Podany tekst
4. Co okazało się w tym roku największą inspiracją dla twojej pracy?
Praca, w której wykorzystuje się przyrodę, często wymaga bardzo długofalowego planowania, nawet na kilka lat do przodu i zwykle realizowana jest stosunkowo wolno, dlatego trudno mi wymienić inspirację konkretnie z tego roku. Przyroda rządzi się swoimi prawami, takimi jak choćby pory roku, do których ja muszę się dostosować. Z tym często związane jest czekanie na odpowiedni okres do zrobienia danego nagrania, dlatego mam obecnie kilka pomysłów i inspiracji z poprzednich lat i cały czas powoli pracuję nad wcieleniem ich w życie. Jedną z takich inspiracji była dla mnie organizowana kilka lat temu przez pewną stację radiową akcja nagrywania płyt z bajkami dla dzieci i rozsyłanie ich do szpitalnych oddziałów dziecięcych. To podsunęło mi pomysł stworzenia zestawu płyt, które mogłabym przekazać do szpitali i hospicjów. Zdaję sobie sprawę, że do tego potrzebne mi będzie bardzo duże wyczucie w dobieraniu odpowiednio delikatnych nagrań, a oprócz tego znalezienie osób, które mogłyby pomóc mi w dotarciu do takich miejsc. Nie chcę się z tym spieszyć, bo chciałabym na tych płytach podzielić się tym, co uda mi się z przyrody wychwycić najpiękniejszego, a na to potrzeba czasu.
5. Co było w tym roku największą przeszkodą lub nauczką i jak się z tym zmierzyłaś?
Przy nagrywaniu przyrody ogólnie największą przeszkodą jest jej nieprzewidywalność. Próbowałam w minionym roku nagrać puszczyka, ale mimo że pokazano mi konkretne miejsce jego przebywania, a pora roku i pogoda były odpowiednie, ptak ani razu się nie odezwał. Tu nigdy nie można niczego zagwarantować, dlatego czasem najtrudniejsze do pokonania są nasze aspiracje. Potrzeba sporo cierpliwości i świadomości, że przyroda nie będzie odgrywała naszych „scenariuszy”. Akurat przykład nagrywania sów obrazuje jeszcze kolejny problem, prawie wszystkie odzywają się w nocy, a nie każdy czuje się na tyle odważny, by w nocy chodzić po lesie. Ja oczywiście jako osoba niewidoma do wszystkich takich wypadów potrzebuję osoby towarzyszącej i muszę to uszanować, jeśli ktoś nie czuje się z tym komfortowo, dlatego kwestię nocnego nagrywania rozwiązuję w ten sposób, że przygotowuję sprzęt wieczorem, ustawiam na wybranym miejscu i odchodzę, po czym wracam po niego rano. Z jednej strony, zdarza się wtedy, że zwierzęta podchodzą blisko mikrofonu, ale z drugiej strony nie mogę wtedy reagować na to, co się dzieje i np. zmienić ustawienia mikrofonu, żeby uchwycić coś lepiej. Mimo wszystko jedne z najciekawszych moich nagrań udało mi się zrobić właśnie w nocy, np. całkiem niedawno zupełnie przypadkowo nagrałam w ten sposób gody puchaczy.

Polecenia
[1] Odpowiedz krótko na poniższe pytania na podstawie wywiadu o nagrywaniu przyrody.
(a) Jaką akcję zorganizowała kilka lat temu pewna stacja radiowa?
(b) Jakiego ptaka nie udało się nagrać w minionym roku?
(c) Co zostało niedawno przypadkowo nagrane w nocy?
[2] Poprowadź dalej wywiad o nagrywaniu przyrody od miejsca, w którym się urywa.

Blok danych

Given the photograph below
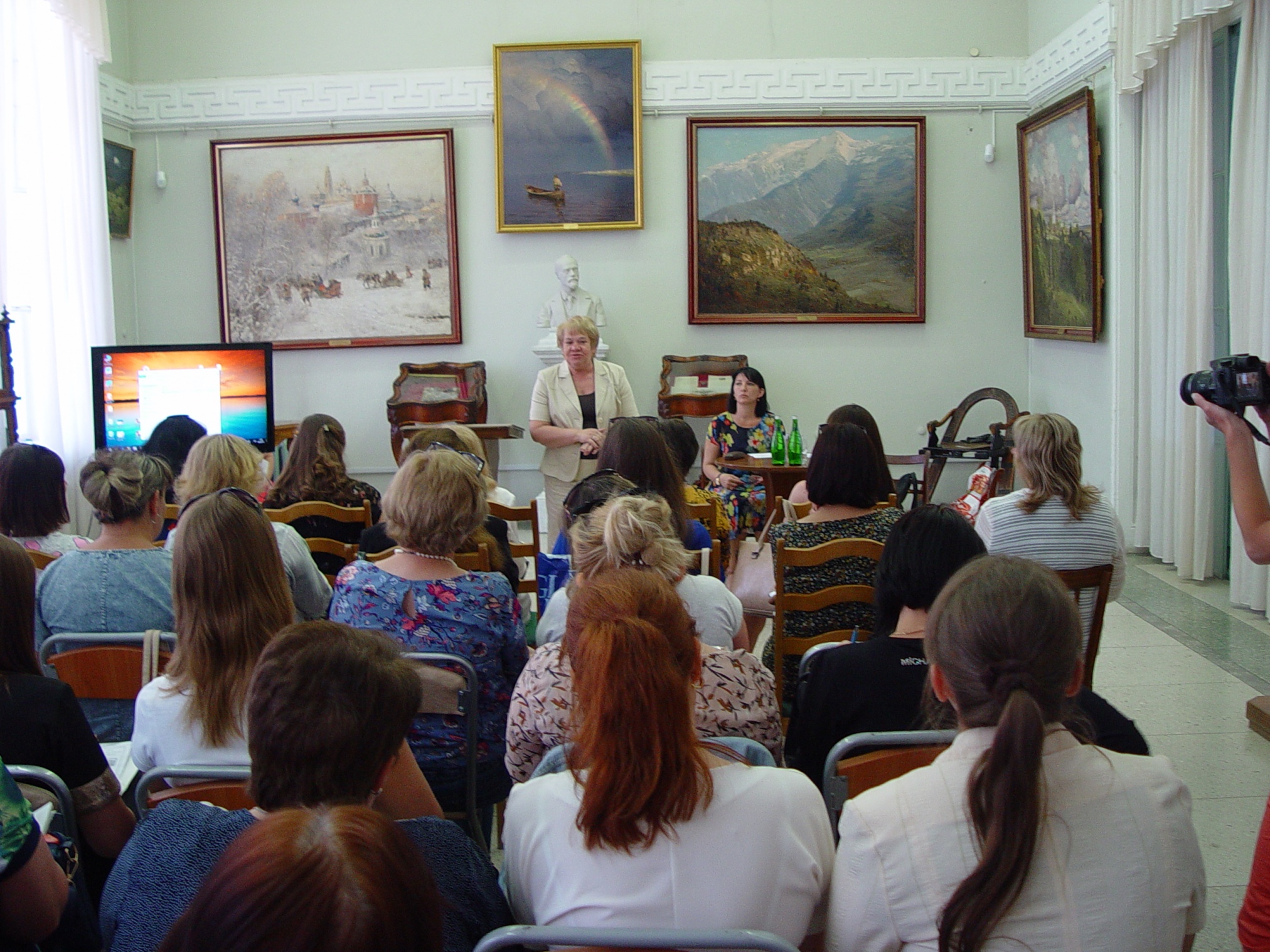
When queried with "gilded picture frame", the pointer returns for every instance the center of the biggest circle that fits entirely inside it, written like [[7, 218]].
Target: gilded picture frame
[[338, 240], [807, 220], [1062, 221], [567, 136]]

Odpowiedzi do zadań
[1]
(a) Nagrywanie płyt z bajkami dla dzieci i rozsyłanie ich do szpitalnych oddziałów dziecięcych.
(b) Puszczyka.
(c) Gody puchaczy.

[2]
6. Jaką radę dałabyś dziewczynom, które chciałyby pójść ścieżką artystyczną/zawodową podobną to twojej? Jak zacząć? Do kogo się zwrócić? Gdzie poznać sprzęt?
Przede wszystkim trzeba sobie odpowiedzieć na pytanie, co konkretnie z dźwięków przyrody chcemy nagrywać, bo stosownie do tego będziemy dobierać sprzęt. Czy wolimy skupić się na pojedynczych gatunkach? Do tego lepszy będzie mikrofon paraboliczny albo kierunkowy. Czy może rejestrować ogólne pejzaże dźwiękowe i wszystko, co się na nie składa? Tu lepiej sprawdzi się konfiguracja co najmniej dwóch osobnych mikrofonów ustawionych w pewnej odległości dla uzyskania lepszego efektu stereofonicznego. A może łączyć jedno i drugie? Niezależnie od tego, co wybierzemy, musimy pamiętać, że najważniejszym elementem sprzętu jest nie tyle rejestrator dźwięku, ile mikrofon. Ja swojego mikrofonu przed zakupem nie miałam okazji bezpośrednio wypróbować, dlatego musiałam zaufać opinii innych jego użytkowników. Do tego, żeby nie popełnić błędu, bardzo istotne jest dowiadywanie się jak najwięcej o różnych produktach, przy czym warto szczególnie mieć na uwadze firmy z długoletnim stażem, bo one są najbardziej wiarygodne. Warto szukać internetowych grup zrzeszających osoby nagrywające przyrodę. Na różnych stronach internetowych są dostępne cenne przewodniki po doborze sprzętu dla początkujących entuzjastów nagrywania przyrody. Można pytać bezpośrednio zawodowych profesjonalistów, chociaż trzeba liczyć się z tym, że niekażdy „czarodziej” będzie chciał dzielić się swoimi „tajemnymi zaklęciami”. Gdybym ja miała krótko podsumować moje doświadczenia, powiedziałabym, że to nie wymaga ani ponadprzeciętnej wiedzy, ani szczególnych umiejętności. Wystarczy spokojnie przemyśleć, zdecydować i spróbować – naprawdę warto. Ja się nie zawiodłam.